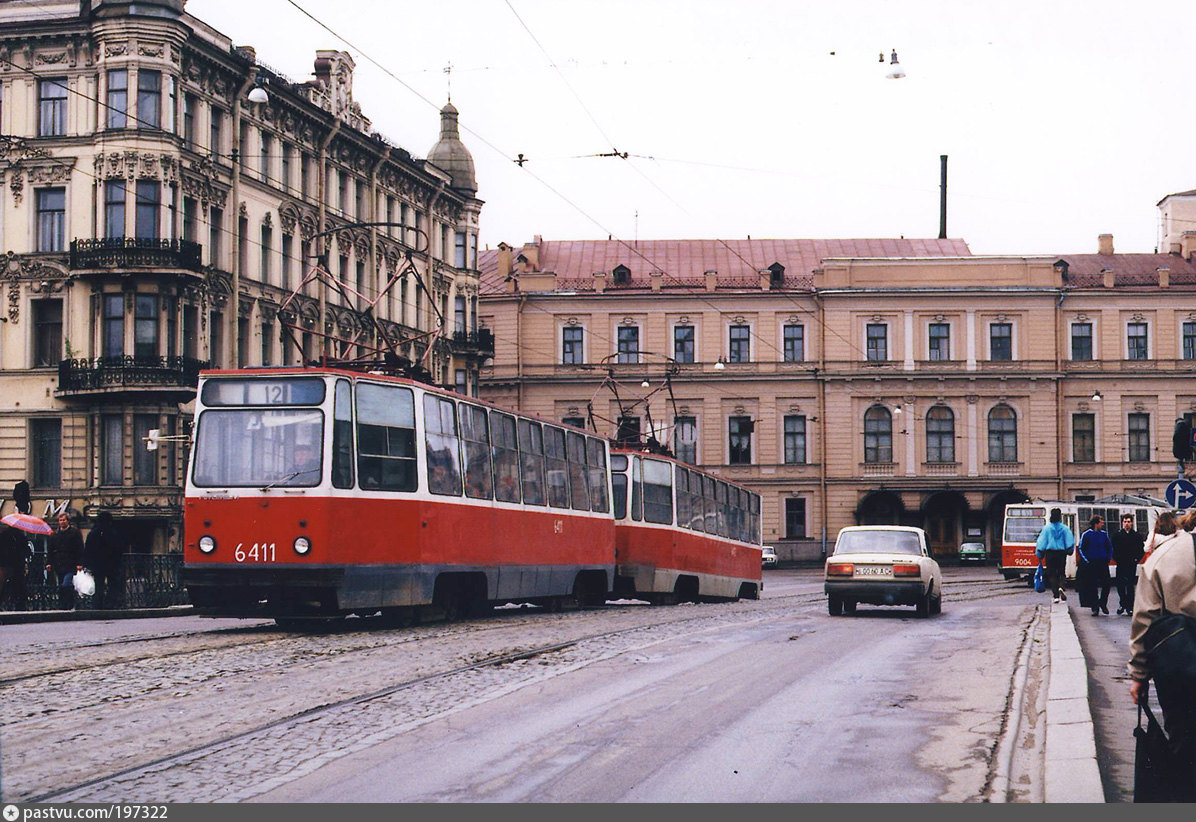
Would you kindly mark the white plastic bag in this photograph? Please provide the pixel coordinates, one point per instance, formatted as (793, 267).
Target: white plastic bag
(84, 583)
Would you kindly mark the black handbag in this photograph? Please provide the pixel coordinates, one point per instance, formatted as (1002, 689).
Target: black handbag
(1153, 760)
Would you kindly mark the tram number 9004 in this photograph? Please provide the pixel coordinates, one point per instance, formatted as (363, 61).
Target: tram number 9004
(261, 552)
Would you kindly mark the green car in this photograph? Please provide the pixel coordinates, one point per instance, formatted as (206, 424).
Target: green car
(972, 552)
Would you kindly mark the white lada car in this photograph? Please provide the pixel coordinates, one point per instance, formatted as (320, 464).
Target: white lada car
(883, 565)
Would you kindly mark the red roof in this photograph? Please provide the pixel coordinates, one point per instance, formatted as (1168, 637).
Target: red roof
(683, 262)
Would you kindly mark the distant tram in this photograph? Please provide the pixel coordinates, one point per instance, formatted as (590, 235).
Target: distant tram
(325, 492)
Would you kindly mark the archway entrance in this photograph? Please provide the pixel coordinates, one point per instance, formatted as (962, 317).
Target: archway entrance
(880, 507)
(944, 515)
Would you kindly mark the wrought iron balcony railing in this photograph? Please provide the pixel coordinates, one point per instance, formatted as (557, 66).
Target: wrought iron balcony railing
(481, 340)
(134, 253)
(108, 372)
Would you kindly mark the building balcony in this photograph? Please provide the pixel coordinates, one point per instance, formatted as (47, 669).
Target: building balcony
(121, 375)
(480, 342)
(126, 253)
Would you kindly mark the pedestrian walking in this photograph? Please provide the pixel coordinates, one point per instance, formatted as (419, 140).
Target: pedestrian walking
(1092, 579)
(1055, 543)
(65, 555)
(1129, 547)
(102, 555)
(1166, 585)
(13, 556)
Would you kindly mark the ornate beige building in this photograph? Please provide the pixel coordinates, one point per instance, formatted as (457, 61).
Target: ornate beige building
(861, 381)
(157, 209)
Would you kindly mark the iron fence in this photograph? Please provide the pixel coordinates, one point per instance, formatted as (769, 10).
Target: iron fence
(142, 580)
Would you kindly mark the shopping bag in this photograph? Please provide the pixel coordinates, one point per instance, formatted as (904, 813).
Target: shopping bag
(84, 583)
(1153, 760)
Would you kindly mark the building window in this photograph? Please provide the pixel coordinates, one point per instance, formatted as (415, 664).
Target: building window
(794, 440)
(47, 332)
(940, 434)
(685, 439)
(1140, 438)
(878, 434)
(877, 342)
(147, 207)
(145, 462)
(1002, 434)
(46, 437)
(1081, 341)
(145, 326)
(1190, 341)
(1084, 437)
(739, 431)
(111, 457)
(148, 98)
(114, 326)
(628, 343)
(267, 243)
(1135, 341)
(52, 217)
(794, 518)
(683, 343)
(52, 107)
(794, 343)
(939, 342)
(117, 98)
(1000, 341)
(739, 343)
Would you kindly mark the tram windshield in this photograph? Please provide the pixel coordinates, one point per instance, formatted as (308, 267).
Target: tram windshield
(257, 448)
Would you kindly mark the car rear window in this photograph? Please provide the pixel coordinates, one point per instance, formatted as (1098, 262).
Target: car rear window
(878, 542)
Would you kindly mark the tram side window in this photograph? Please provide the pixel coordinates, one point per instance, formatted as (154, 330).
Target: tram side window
(577, 456)
(596, 474)
(506, 457)
(385, 437)
(657, 492)
(636, 488)
(342, 436)
(557, 468)
(443, 446)
(531, 462)
(475, 437)
(682, 497)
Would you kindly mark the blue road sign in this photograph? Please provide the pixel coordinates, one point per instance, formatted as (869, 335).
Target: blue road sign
(1181, 493)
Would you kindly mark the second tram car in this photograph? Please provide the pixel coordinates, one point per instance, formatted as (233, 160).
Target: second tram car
(324, 492)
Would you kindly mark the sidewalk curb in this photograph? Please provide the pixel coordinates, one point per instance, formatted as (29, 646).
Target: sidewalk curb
(1071, 772)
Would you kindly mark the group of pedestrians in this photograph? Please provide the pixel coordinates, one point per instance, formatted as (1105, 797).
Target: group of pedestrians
(1154, 578)
(67, 554)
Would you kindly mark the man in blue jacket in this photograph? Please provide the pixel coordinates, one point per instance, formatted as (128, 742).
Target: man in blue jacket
(1092, 579)
(1055, 542)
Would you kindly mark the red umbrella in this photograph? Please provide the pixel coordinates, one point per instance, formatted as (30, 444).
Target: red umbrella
(26, 522)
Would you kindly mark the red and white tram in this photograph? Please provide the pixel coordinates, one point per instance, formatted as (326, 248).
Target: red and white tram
(682, 534)
(324, 492)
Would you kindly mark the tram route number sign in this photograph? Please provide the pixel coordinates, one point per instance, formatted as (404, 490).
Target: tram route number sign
(1181, 493)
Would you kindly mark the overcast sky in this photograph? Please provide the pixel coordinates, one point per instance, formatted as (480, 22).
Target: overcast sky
(1061, 120)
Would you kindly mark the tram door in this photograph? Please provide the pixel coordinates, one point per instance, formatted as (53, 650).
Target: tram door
(940, 531)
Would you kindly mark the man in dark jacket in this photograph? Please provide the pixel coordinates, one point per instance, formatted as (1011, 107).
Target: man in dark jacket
(1128, 552)
(102, 555)
(1092, 555)
(65, 555)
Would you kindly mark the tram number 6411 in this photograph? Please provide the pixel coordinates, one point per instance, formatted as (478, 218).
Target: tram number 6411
(261, 552)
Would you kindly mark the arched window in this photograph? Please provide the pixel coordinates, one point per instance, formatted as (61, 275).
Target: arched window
(940, 434)
(1002, 434)
(878, 434)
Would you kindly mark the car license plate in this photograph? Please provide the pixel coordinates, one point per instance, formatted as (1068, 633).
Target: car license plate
(873, 571)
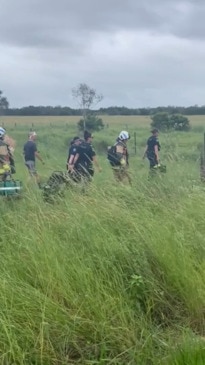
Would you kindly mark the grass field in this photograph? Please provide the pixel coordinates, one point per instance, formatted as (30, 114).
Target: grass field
(114, 276)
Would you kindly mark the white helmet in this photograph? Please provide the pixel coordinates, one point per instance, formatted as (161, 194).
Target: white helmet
(2, 132)
(124, 135)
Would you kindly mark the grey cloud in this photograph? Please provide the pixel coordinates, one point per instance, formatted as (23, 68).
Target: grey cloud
(44, 23)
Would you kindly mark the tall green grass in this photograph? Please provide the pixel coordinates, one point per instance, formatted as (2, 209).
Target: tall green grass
(115, 275)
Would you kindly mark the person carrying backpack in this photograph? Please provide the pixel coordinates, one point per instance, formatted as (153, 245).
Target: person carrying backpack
(85, 158)
(152, 150)
(7, 166)
(119, 158)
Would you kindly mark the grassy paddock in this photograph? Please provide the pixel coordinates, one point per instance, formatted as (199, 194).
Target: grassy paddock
(113, 276)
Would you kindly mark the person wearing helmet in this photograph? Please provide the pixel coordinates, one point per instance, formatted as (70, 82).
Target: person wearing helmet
(30, 154)
(6, 158)
(152, 150)
(85, 158)
(119, 158)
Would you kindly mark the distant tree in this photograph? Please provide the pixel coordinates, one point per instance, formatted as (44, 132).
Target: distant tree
(4, 104)
(86, 98)
(165, 121)
(160, 121)
(179, 122)
(92, 122)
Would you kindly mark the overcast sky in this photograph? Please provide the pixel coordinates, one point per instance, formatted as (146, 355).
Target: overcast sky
(136, 53)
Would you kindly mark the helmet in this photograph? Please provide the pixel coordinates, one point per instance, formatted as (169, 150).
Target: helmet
(124, 135)
(2, 132)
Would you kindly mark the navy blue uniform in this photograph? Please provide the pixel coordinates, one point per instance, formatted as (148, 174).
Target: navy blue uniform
(84, 164)
(151, 143)
(29, 151)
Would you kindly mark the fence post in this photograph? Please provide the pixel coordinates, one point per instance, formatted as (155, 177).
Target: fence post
(135, 142)
(202, 162)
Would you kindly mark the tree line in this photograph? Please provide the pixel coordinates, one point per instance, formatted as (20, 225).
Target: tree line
(67, 111)
(88, 98)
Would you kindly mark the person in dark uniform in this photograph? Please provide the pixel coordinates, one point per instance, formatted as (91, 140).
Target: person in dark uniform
(120, 159)
(72, 151)
(152, 150)
(85, 158)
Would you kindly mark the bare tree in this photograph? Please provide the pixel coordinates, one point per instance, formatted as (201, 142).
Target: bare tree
(86, 98)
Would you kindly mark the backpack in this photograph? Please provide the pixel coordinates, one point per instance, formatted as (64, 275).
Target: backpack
(112, 156)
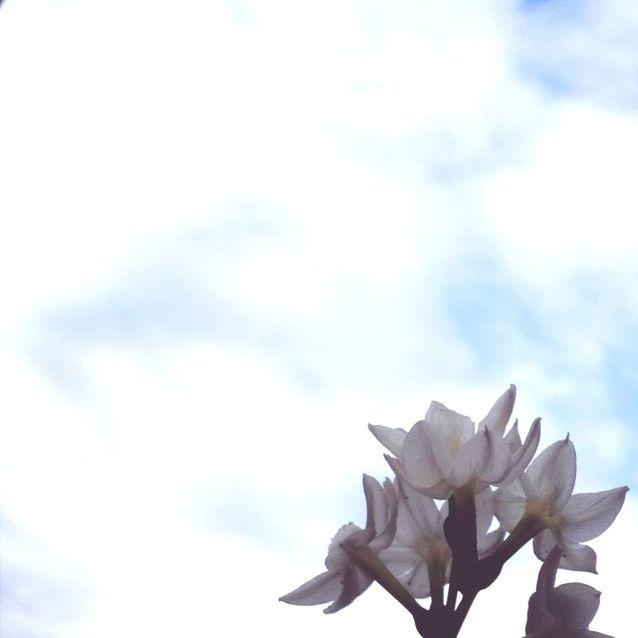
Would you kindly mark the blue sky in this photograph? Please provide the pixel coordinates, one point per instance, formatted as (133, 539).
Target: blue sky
(234, 233)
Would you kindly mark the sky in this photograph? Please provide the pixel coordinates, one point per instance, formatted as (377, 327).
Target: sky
(233, 233)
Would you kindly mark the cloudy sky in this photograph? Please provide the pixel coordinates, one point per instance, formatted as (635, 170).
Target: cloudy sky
(233, 233)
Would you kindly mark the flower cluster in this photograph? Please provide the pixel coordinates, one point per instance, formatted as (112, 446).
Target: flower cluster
(464, 500)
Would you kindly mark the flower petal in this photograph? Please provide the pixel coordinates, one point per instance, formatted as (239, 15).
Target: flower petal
(391, 438)
(574, 556)
(473, 459)
(551, 476)
(419, 455)
(575, 605)
(509, 504)
(354, 582)
(320, 589)
(522, 456)
(500, 412)
(588, 515)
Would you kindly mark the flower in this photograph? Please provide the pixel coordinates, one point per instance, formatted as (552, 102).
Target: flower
(564, 611)
(345, 579)
(444, 452)
(420, 556)
(541, 505)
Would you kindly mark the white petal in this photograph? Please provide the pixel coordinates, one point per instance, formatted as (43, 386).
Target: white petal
(337, 557)
(509, 505)
(455, 428)
(539, 619)
(418, 455)
(423, 511)
(354, 582)
(575, 605)
(489, 542)
(522, 456)
(513, 438)
(376, 504)
(484, 504)
(401, 561)
(500, 413)
(498, 459)
(588, 515)
(320, 589)
(551, 476)
(574, 555)
(391, 438)
(472, 460)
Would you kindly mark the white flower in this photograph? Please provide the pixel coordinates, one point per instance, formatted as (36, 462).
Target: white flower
(541, 505)
(420, 556)
(444, 451)
(564, 611)
(344, 579)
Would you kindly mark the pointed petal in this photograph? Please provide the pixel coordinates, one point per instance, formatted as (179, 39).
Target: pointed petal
(488, 543)
(391, 438)
(509, 505)
(354, 582)
(376, 504)
(500, 413)
(551, 476)
(575, 605)
(419, 455)
(320, 589)
(588, 515)
(484, 504)
(387, 526)
(472, 460)
(451, 426)
(513, 438)
(574, 556)
(422, 509)
(521, 457)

☆ ☆ ☆ ☆ ☆ ☆ ☆

__Task goal__
From the line containing "Would you kindly mark the cloudy" through the final line of the listing above, retype every line exactly; leave out everything else.

__Result of the task__
Would you kindly mark the cloudy sky in this photograph? Please provide the pixel coordinates, one point per instance, formatted as (635, 170).
Target: cloudy sky
(233, 233)
Would you kindly mark the flower cluster in this photograph? Please provide the pixel coordinates, one point per instance, formatted as (112, 446).
Target: flower cluster
(464, 500)
Would you kindly mark the flower petal in this photograph? Please provide the pixel coordinates, one point per instance, formatted as (239, 15).
Target: flower petal
(391, 438)
(574, 556)
(473, 459)
(551, 476)
(419, 455)
(575, 605)
(509, 504)
(354, 582)
(320, 589)
(522, 456)
(500, 412)
(588, 515)
Would you kindly mark the flower in this photograph? Please provide the pixel coordinates, one point per instance, formatted as (552, 102).
Target: flower
(564, 611)
(345, 579)
(444, 452)
(420, 556)
(541, 505)
Would you kindly mark the white petal in this photograph? Please provide the pixel coordinates, one point per instance, formatted as (43, 386).
Target: white petal
(337, 557)
(509, 505)
(455, 428)
(539, 619)
(418, 455)
(423, 511)
(354, 582)
(575, 605)
(489, 542)
(522, 456)
(513, 438)
(376, 504)
(484, 504)
(401, 561)
(500, 413)
(498, 459)
(588, 515)
(320, 589)
(551, 476)
(574, 555)
(391, 438)
(472, 460)
Would you kindly mark the white flower in this photograph? Please provide the pixel coordinates, one point per instance, formatted as (36, 462).
Target: white flower
(541, 505)
(420, 556)
(444, 451)
(564, 611)
(344, 579)
Would you kindly mark the pointed petal in this photograph? Please provide the pixel coordinates, one point per instance, formatted as (179, 39).
Target: pointed petal
(488, 543)
(391, 438)
(509, 505)
(354, 582)
(376, 504)
(500, 413)
(551, 476)
(575, 605)
(419, 455)
(320, 589)
(588, 515)
(484, 504)
(387, 526)
(472, 460)
(451, 426)
(513, 438)
(574, 556)
(422, 509)
(521, 457)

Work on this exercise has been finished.